The exercise:
Reproduce the entries below, substituting "on-screen graphics" for every occurrence of "real-time telestration" and leaving everything else unchanged.

Records for this exercise:
________________________
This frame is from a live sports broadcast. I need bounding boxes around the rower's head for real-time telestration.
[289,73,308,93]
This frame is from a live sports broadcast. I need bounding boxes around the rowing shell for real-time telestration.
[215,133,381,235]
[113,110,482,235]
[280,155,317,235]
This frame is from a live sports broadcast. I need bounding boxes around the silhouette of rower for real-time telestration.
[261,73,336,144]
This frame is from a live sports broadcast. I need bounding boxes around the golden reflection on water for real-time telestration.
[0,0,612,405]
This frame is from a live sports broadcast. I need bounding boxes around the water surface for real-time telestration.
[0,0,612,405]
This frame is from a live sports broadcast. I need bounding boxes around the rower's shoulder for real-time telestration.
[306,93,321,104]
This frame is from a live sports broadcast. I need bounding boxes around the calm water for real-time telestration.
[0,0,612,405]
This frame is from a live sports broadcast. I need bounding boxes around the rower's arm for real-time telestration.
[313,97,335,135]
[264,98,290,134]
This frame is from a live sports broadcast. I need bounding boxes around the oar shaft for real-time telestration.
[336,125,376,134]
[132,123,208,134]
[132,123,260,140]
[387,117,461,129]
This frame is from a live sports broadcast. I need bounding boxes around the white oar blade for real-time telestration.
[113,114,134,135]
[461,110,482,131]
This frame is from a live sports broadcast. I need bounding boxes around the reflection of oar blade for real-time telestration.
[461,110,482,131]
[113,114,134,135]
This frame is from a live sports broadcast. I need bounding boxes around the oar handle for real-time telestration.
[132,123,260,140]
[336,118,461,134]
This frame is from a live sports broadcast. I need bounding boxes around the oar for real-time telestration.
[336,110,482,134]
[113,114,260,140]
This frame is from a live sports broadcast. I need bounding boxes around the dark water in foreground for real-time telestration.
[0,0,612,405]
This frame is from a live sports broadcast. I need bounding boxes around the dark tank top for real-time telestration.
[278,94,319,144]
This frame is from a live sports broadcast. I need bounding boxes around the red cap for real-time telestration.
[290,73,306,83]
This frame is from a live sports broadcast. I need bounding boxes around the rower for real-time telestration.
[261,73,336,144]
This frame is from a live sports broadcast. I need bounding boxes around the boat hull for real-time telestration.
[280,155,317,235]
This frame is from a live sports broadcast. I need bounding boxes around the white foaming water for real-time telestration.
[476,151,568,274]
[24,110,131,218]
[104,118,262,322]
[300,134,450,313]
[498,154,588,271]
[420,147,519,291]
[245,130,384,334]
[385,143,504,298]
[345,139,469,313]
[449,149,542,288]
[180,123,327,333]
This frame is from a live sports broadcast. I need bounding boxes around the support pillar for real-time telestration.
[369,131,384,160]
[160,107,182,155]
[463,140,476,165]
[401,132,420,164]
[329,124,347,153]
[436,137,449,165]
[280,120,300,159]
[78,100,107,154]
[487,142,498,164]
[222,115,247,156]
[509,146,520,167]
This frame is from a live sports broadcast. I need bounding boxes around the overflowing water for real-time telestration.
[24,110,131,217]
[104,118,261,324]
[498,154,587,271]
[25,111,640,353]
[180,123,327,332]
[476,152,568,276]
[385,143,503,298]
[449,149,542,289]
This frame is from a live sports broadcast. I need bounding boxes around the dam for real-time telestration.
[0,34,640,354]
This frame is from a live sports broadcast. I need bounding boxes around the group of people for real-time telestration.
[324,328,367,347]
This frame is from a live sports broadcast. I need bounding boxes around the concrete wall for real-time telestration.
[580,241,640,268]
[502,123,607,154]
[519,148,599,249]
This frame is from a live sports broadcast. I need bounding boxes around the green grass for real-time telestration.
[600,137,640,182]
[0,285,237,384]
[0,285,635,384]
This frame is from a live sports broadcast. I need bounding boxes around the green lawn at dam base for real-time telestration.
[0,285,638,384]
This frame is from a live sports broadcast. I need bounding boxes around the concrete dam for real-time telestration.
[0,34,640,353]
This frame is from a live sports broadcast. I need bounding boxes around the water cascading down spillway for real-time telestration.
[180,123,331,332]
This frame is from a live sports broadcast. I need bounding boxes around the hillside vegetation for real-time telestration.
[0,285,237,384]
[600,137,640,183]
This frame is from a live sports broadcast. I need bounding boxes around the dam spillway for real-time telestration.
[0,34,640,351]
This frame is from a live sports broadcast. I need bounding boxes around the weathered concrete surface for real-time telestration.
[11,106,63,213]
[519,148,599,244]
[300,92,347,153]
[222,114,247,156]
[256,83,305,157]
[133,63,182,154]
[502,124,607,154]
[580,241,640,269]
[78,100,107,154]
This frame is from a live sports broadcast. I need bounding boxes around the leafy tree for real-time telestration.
________________________
Finished exercise:
This frame is from a live sports broadcast. I need bounding boxes around the rower's head for on-screen graphics.
[289,73,308,93]
This frame is from a live sports broadcast. I need bounding boxes around the rowing shell for on-screen graphics.
[215,133,381,235]
[113,110,482,235]
[280,155,317,235]
This frame is from a live sports broadcast. I need bounding boxes around the silhouette of rower for on-screen graphics.
[261,73,336,144]
This frame is from a live sports broadcast. I need bounding boxes around the golden reflection on water for on-screen graphics.
[0,0,612,405]
This frame is from a live sports broadcast. I need bounding boxes around the water surface for on-screen graphics.
[0,0,612,405]
This frame is from a live sports broadcast. I need bounding boxes around the rower's shoulder for on-screen graphics.
[306,93,321,104]
This frame is from a live sports broadcast. I need bounding boxes around the calm water for on-screen graphics.
[0,0,612,405]
This frame is from a live sports broadcast. I need bounding boxes around the rower's arm for on-screen graphics.
[313,97,335,135]
[264,98,290,134]
This frame is from a live sports broadcast. I need bounding boxes around the oar shaft for on-screen graphics.
[336,125,376,134]
[132,123,208,134]
[132,123,260,140]
[387,117,461,129]
This frame is from a live sports broadcast. I need bounding boxes around the white oar blade for on-screen graphics.
[113,114,134,135]
[461,110,482,131]
This frame is from a live sports broadcast. I need bounding boxes around the reflection of oar blade for on-screen graphics.
[461,110,482,131]
[113,114,134,135]
This frame is from a live sports broadcast. I need bounding boxes around the oar handle for on-screen graphics.
[132,123,260,140]
[336,118,461,134]
This frame is from a live sports broadcast. I need bounding boxes around the oar for on-screen graphics.
[336,110,482,134]
[113,114,260,140]
This frame is from a live sports broadcast. I need bounding boxes around the dark water in foreground for on-screen graphics.
[0,0,612,405]
This frame is from a live sports broadcast. I need bounding boxes around the dark tank top for on-screen graphics.
[278,94,319,144]
This frame is from a live sports broadcast. I need bounding boxes around the red cap for on-screen graphics.
[290,73,306,83]
This frame is from a live sports broadcast. I need bounding boxes around the rower for on-screen graphics.
[261,73,336,144]
This frame is from a live sports broadcast. I need bounding boxes around the boat hull for on-screen graphics.
[280,155,317,235]
This frame is from a live sports broadcast. I need bounding boxes around the white foaming water for on-screen graphics.
[476,151,568,274]
[24,110,131,218]
[104,118,262,322]
[300,134,450,313]
[498,154,588,271]
[420,147,519,291]
[245,130,384,334]
[385,143,504,298]
[345,139,469,313]
[449,149,542,288]
[180,123,327,333]
This frame is from a live sports broadcast. I need bounding boxes around the support pillar for on-screen graphics.
[369,131,384,160]
[160,107,182,155]
[463,140,476,165]
[401,132,420,164]
[329,124,347,153]
[436,137,449,165]
[280,120,300,159]
[78,100,107,154]
[487,142,498,164]
[222,115,247,156]
[509,146,520,167]
This frame is from a live sports broadcast. I need bounding boxes around the overflowing water for on-screen graphics.
[24,110,131,217]
[104,118,261,324]
[498,154,587,271]
[25,111,640,353]
[180,123,327,332]
[476,152,568,276]
[385,143,503,298]
[449,149,542,289]
This frame is from a live sports broadcast. I need bounding boxes around the dam for on-screen graphics.
[0,34,640,354]
This frame is from a live sports broadcast. I need bounding boxes around the group of people for on-screen graphics.
[324,328,367,347]
This frame is from a live sports broadcast. I need bounding boxes around the concrete wall for on-screen graphics.
[580,241,640,268]
[502,123,607,154]
[519,148,599,249]
This frame is from a live sports broadcast. I need bounding boxes around the green grass for on-screen graphics.
[600,137,640,182]
[0,285,237,384]
[0,285,635,384]
This frame is from a live sports broadcast. I need bounding boxes around the green lawn at dam base for on-screen graphics.
[0,285,638,384]
This frame is from a live sports broadcast. I need bounding boxes around the concrete dam for on-screen graphics.
[0,34,640,353]
This frame is from a live sports broadcast. I need bounding boxes around the water cascading down spillway for on-screen graphics.
[180,123,331,332]
This frame is from a live sports broadcast. I need bounding boxes around the hillside vegetation for on-screen graphics.
[0,285,237,384]
[600,137,640,183]
This frame is from a live sports broadcast. I need bounding boxes around the dam spillway for on-screen graphics.
[0,34,640,351]
This frame is from a live sports broadcast. I need bounding boxes around the weathered concrete surface for on-screen graphics.
[11,106,63,213]
[519,148,599,244]
[300,92,347,153]
[222,114,247,156]
[256,83,305,157]
[133,63,182,154]
[502,124,607,154]
[580,241,640,269]
[78,100,107,154]
This frame is from a live sports broadcast. I need bounding boxes around the leafy tree for on-screen graphics.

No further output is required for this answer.